**DESCRIPTION OF THE TASK**
Retype each line exactly. Skip images.

— Start of EXERCISE INPUTS —

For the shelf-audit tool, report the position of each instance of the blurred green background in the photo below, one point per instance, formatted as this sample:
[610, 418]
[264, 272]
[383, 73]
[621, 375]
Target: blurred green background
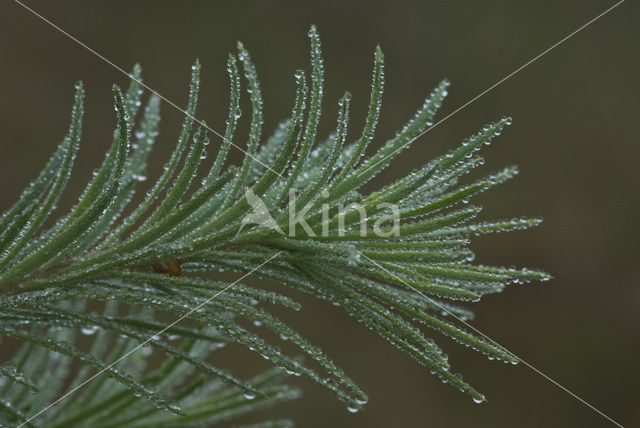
[574, 135]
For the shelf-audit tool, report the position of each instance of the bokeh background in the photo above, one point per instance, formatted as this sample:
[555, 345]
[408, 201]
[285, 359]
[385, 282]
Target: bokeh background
[574, 135]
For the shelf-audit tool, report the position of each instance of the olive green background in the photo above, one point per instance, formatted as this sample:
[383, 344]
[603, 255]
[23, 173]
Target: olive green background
[575, 137]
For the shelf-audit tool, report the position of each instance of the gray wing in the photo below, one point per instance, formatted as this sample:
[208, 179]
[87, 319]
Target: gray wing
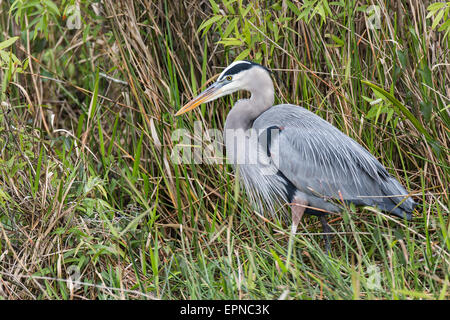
[322, 162]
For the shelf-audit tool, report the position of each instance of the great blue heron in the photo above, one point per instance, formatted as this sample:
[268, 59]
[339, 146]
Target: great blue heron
[305, 161]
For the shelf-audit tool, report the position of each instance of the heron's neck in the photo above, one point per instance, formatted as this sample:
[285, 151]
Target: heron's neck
[245, 111]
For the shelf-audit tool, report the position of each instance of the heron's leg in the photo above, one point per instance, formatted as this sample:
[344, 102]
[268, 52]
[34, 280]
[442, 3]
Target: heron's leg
[326, 229]
[298, 209]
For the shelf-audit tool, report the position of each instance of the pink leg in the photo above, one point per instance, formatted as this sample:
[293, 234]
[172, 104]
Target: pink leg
[298, 209]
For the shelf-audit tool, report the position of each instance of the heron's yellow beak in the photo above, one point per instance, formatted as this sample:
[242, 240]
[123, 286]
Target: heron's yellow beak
[209, 94]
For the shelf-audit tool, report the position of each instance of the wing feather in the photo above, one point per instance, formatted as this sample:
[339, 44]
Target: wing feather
[321, 161]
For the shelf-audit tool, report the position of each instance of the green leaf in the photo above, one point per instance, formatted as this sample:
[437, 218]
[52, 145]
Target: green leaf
[209, 22]
[400, 108]
[231, 42]
[8, 42]
[230, 27]
[244, 54]
[437, 19]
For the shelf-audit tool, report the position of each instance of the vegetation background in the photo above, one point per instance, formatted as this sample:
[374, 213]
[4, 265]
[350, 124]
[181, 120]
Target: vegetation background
[92, 207]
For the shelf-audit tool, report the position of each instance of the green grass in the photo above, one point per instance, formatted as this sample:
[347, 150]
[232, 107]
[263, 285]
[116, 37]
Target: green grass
[88, 191]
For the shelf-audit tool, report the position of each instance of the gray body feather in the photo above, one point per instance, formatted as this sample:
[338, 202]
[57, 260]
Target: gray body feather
[307, 160]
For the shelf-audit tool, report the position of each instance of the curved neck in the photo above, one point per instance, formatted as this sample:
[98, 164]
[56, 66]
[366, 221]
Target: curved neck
[245, 111]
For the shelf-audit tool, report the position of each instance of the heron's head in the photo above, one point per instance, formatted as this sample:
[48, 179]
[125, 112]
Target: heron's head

— End of EXERCISE INPUTS —

**SOLUTION TO THE PROBLEM**
For the shelf-audit tool, report the position of each instance of the blurred green background in the photo below, one point per instance, formatted as this sample:
[610, 418]
[264, 272]
[383, 73]
[621, 375]
Target: blurred green background
[574, 135]
For the shelf-audit tool, report the position of each instance of the bokeh background in the photo above, one point per instance, formatted as this sample:
[555, 345]
[408, 201]
[285, 359]
[385, 282]
Target: bokeh background
[574, 135]
For the shelf-audit tool, report the position of each instance of the olive green background in the photo above, one point per instance, formatted as this sample:
[383, 344]
[603, 255]
[23, 173]
Target: olive green background
[575, 137]
For the shelf-audit tool, report the position of each instance of the gray wing in the photo below, one point per instance, formatted as this sample:
[208, 179]
[87, 319]
Target: gray wing
[322, 162]
For the shelf-audit tool, report the position of each instance of the great blue heron in the photo above, one point per instance, formatted as this sample:
[268, 59]
[339, 146]
Target: great blue heron
[305, 161]
For the shelf-audit tool, report the position of each instance of the heron's neck in the photo above, one point per instance, formatted as this sample:
[285, 151]
Target: heron's neck
[245, 111]
For the shelf-audit tool, report the position of each instance of the heron's leg in the photo above, one point per instance, formatted as this sample:
[344, 102]
[268, 52]
[34, 280]
[442, 3]
Target: heron's leg
[326, 229]
[298, 209]
For the shelf-audit tool, report the position of each instance of the pink leg in the photo above, one point per instance, formatted as this sample:
[293, 234]
[172, 104]
Target: pink leg
[298, 209]
For the shelf-audit tool, report the position of each instance of the heron's yellow beak in the photo above, one point per instance, formatted as this sample:
[242, 240]
[123, 286]
Target: heron's yellow beak
[209, 94]
For the shelf-audit tool, report the position of each instance of the wing feather in the photo above, one point per instance, formatted as this sample:
[339, 44]
Target: wing feather
[321, 161]
For the shelf-audit tool, report the position of each instance of the green leaf in the photo above, one point per instance, formatted as this sample:
[437, 218]
[52, 145]
Target: green leaf
[209, 22]
[400, 108]
[231, 42]
[8, 42]
[230, 27]
[244, 54]
[437, 19]
For the shelf-audit tool, report the position of each instance of the vegetation background in the photo above, one point per instance, formatted as this sample:
[374, 213]
[4, 265]
[350, 124]
[181, 120]
Target: vegetation background
[92, 207]
For the shelf-audit tool, report the position of each instance of the green grass in the photo above, one point per instance, formatted as this sample:
[347, 150]
[232, 107]
[263, 285]
[116, 37]
Target: green grass
[88, 191]
For the shelf-audit tool, report the position of each instance of the gray body feather in the photo above, one point per instance, formatted as this sample:
[338, 202]
[57, 260]
Target: gray body feather
[307, 160]
For the shelf-audit tool, report the position of each instance of the curved neck in the photo above, one point per instance, formatted as this sample:
[98, 164]
[56, 66]
[366, 221]
Target: curved neck
[245, 111]
For the shelf-audit tool, report the position of each instance of the heron's head in the photo above, one point per instance, formatted as this sample:
[48, 179]
[125, 112]
Target: heron's head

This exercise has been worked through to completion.